• EXCERPT PROVIDED:

((

On October 20, Lewis went 21/32 for 202 yards with no touchdown passes and 1 interception. He also had 5 carries for 13 yards as he earned his first career victory against the Miami Dolphins by a score of 23–21. In a week 8 loss to the New Orleans Saints, Lewis completed 22 of 39 passes for 234 yards, 1 touchdown and 1 interception along with 2 rushes for 5 yards. This game was arguably his worst as he fumbled the ball 3 times. On November 3, against the Kansas City Chiefs in week 9, Tuel was named the starting quarterback, only to be replaced the following week by the original week 1 starter Manuel. Manuel started the next 5 games against the Pittsburgh Steelers, New York Jets, Atlanta Falcons, Tampa Bay Buccaneers, and Jacksonville Jaguars.

After Manuel suffered another injury, Lewis received his second win as a member of the Bills during Week 16 in a shutout victory over their division rival Dolphins with a score of 19–0. He went 15/25 for 193 yards with zero touchdowns and 1 interception while adding 8 carries for 13 yards. This loss would be a major factor for the Dolphins not making the playoffs, since they needed to win just one of their final two games for a wildcard spot, which they lost both. With Manuel still injured, Lewis was named the starter for the season finale. In his final game as a Bill, Lewis played at Gillette Stadium against Tom Brady and the New England Patriots. Although Lewis outshone Brady on that day, by throwing for more yards than him and not throwing an interception like Brady did, his team lost to the Patriots by a score of 34–20. Lewis went 16/29 for 247 yards with 1 touchdown and no interceptions. He also added 2 carries for 4 yards. Lewis finished his 2013 Bills season with a 2–3 record as Buffalo's starting quarterback. On August 26, 2014, Lewis was released from the Bills.

))

• TASK INSTRUCTIONS:
**a)** In the excerpt about Lewis's 2013 Bills season, which team did Lewis beat for his first career victory?
**b)** Print word for word the part of the excerpt about Lewis's 2013 Bills season from "On October 20, Lewis" to "and Jacksonville Jaguars.".
**c)** Carry on the excerpt about Lewis's 2013 Bills season from its last sentence.

• AVAILABLE DATA:

((

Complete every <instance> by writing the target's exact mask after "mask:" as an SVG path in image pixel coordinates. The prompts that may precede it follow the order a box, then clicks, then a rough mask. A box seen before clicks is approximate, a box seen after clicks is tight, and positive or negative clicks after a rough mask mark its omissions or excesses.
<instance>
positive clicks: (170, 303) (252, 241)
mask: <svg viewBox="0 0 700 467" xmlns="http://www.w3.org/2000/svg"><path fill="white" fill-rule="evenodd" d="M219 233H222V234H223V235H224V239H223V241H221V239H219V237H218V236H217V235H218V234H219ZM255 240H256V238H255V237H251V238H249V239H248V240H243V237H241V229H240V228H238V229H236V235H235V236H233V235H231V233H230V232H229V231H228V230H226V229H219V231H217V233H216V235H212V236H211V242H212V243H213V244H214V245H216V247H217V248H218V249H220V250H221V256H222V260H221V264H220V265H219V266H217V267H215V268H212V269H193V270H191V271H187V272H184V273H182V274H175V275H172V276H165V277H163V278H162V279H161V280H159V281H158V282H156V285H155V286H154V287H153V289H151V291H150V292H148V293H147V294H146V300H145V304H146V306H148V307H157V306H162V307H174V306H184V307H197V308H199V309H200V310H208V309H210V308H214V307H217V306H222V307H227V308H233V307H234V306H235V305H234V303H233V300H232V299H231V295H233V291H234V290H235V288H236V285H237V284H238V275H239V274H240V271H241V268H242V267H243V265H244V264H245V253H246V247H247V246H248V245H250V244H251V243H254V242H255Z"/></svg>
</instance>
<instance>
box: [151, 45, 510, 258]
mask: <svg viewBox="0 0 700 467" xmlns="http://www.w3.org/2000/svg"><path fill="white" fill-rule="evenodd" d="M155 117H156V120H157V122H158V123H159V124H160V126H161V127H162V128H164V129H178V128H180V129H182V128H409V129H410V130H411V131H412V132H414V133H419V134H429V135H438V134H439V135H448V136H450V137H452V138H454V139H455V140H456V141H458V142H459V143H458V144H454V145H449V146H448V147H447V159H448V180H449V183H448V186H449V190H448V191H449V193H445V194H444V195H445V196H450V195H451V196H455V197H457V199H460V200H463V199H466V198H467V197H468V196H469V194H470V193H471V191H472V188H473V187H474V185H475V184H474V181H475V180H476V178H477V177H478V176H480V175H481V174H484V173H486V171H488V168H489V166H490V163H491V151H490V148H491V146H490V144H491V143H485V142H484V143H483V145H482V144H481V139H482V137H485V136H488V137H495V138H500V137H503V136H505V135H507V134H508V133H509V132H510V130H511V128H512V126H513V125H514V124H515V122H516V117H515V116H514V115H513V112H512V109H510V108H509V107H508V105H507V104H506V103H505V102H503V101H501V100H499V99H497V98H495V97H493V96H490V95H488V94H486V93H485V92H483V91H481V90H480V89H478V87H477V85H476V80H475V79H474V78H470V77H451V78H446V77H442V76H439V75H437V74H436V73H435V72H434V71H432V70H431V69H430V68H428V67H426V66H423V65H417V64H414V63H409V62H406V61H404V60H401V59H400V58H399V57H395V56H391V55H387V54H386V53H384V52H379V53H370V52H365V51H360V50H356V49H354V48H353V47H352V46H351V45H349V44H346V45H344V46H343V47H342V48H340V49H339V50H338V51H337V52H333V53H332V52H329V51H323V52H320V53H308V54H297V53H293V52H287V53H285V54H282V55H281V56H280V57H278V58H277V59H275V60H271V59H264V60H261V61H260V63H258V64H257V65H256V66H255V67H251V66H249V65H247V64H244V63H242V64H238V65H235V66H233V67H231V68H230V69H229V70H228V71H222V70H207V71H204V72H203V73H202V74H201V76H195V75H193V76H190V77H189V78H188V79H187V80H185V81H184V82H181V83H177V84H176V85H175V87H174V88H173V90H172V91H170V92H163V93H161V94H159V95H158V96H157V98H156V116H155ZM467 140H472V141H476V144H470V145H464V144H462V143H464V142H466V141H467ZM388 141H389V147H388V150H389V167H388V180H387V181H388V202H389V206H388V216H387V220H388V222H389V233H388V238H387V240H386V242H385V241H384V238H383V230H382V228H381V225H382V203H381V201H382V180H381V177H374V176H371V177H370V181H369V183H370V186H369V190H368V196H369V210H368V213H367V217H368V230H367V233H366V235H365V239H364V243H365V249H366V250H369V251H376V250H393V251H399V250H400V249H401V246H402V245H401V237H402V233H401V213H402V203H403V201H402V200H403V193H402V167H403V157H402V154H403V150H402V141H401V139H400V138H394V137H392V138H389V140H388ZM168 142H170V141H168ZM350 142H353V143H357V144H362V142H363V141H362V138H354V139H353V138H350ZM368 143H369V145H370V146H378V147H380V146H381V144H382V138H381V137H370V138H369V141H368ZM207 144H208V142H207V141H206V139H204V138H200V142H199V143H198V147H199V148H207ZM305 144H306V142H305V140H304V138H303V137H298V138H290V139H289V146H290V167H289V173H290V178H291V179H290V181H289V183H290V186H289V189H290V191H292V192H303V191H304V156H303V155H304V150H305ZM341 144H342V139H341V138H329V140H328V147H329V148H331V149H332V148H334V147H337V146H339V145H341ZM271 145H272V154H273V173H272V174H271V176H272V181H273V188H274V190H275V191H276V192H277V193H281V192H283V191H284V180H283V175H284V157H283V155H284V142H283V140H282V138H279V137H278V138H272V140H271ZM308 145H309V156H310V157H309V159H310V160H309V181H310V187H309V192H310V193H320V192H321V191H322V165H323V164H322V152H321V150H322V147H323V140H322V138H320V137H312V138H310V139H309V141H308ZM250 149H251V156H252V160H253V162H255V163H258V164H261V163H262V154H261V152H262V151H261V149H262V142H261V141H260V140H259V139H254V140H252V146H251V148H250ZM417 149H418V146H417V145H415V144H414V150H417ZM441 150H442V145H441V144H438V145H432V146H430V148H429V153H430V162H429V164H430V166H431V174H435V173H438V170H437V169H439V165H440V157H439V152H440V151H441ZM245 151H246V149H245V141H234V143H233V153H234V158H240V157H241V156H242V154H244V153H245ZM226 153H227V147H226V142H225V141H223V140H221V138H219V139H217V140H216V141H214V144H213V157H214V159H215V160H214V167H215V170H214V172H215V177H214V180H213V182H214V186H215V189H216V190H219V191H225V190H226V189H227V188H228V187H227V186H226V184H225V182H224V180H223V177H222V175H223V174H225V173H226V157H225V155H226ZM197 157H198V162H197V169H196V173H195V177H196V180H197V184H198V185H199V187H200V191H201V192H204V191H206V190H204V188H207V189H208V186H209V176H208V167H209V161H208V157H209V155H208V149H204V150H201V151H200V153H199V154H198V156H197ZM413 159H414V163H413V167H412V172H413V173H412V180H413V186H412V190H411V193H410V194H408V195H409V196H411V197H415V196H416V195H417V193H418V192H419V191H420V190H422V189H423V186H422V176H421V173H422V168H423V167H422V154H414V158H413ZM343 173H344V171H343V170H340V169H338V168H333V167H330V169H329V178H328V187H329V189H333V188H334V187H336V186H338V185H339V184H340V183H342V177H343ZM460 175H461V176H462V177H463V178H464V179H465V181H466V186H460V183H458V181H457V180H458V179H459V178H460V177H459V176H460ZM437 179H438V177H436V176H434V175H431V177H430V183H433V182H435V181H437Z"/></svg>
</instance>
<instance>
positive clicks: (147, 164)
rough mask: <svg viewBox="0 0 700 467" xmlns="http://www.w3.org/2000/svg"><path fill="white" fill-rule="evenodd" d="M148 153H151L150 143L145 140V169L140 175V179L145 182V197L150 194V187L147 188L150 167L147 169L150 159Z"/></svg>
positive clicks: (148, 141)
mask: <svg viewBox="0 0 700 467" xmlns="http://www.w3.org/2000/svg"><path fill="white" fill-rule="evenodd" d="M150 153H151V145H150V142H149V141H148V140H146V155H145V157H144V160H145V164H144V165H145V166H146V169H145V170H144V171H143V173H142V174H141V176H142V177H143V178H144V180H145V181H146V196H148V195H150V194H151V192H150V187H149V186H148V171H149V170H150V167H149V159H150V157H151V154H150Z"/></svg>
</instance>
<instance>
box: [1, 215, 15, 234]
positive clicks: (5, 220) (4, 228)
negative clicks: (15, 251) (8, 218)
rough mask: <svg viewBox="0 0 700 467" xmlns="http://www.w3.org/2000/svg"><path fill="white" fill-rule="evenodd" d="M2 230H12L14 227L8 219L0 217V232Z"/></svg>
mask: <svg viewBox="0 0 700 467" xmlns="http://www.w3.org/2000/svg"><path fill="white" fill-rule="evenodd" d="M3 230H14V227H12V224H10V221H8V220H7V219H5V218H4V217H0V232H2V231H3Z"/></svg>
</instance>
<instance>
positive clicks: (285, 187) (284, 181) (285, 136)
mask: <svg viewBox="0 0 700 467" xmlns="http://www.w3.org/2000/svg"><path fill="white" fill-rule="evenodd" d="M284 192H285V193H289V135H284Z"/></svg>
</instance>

))

• WRITTEN RESPONSES:
**a)** The Miami Dolphins, by a score of 23–21.

**b)**
On October 20, Lewis went 21/32 for 202 yards with no touchdown passes and 1 interception. He also had 5 carries for 13 yards as he earned his first career victory against the Miami Dolphins by a score of 23–21. In a week 8 loss to the New Orleans Saints, Lewis completed 22 of 39 passes for 234 yards, 1 touchdown and 1 interception along with 2 rushes for 5 yards. This game was arguably his worst as he fumbled the ball 3 times. On November 3, against the Kansas City Chiefs in week 9, Tuel was named the starting quarterback, only to be replaced the following week by the original week 1 starter Manuel. Manuel started the next 5 games against the Pittsburgh Steelers, New York Jets, Atlanta Falcons, Tampa Bay Buccaneers, and Jacksonville Jaguars.

**c)**
===Houston Texans===
Lewis signed with the Houston Texans on November 24, 2014, after starting quarterback Ryan Mallett suffered a season-ending injury. Lewis was released on March 9, 2015.

===Cleveland Browns (second stint)===
The Browns signed Lewis on March 12, 2015. He was released from the team on September 5.

===Philadelphia Eagles===
Lewis signed with the Philadelphia Eagles on September 21, 2015. He became a free agent after the 2015 season.

===San Francisco 49ers===
Lewis signed with the San Francisco 49ers on March 10, 2016, reuniting him with former Eagles coach Chip Kelly. On August 16, the 49ers placed Lewis on injured reserve. He became a free agent again after the 2016 season.

===Baltimore Ravens===
On August 14, 2017, Lewis signed with the Baltimore Ravens. On September 1, he was released by the Ravens during final roster cuts.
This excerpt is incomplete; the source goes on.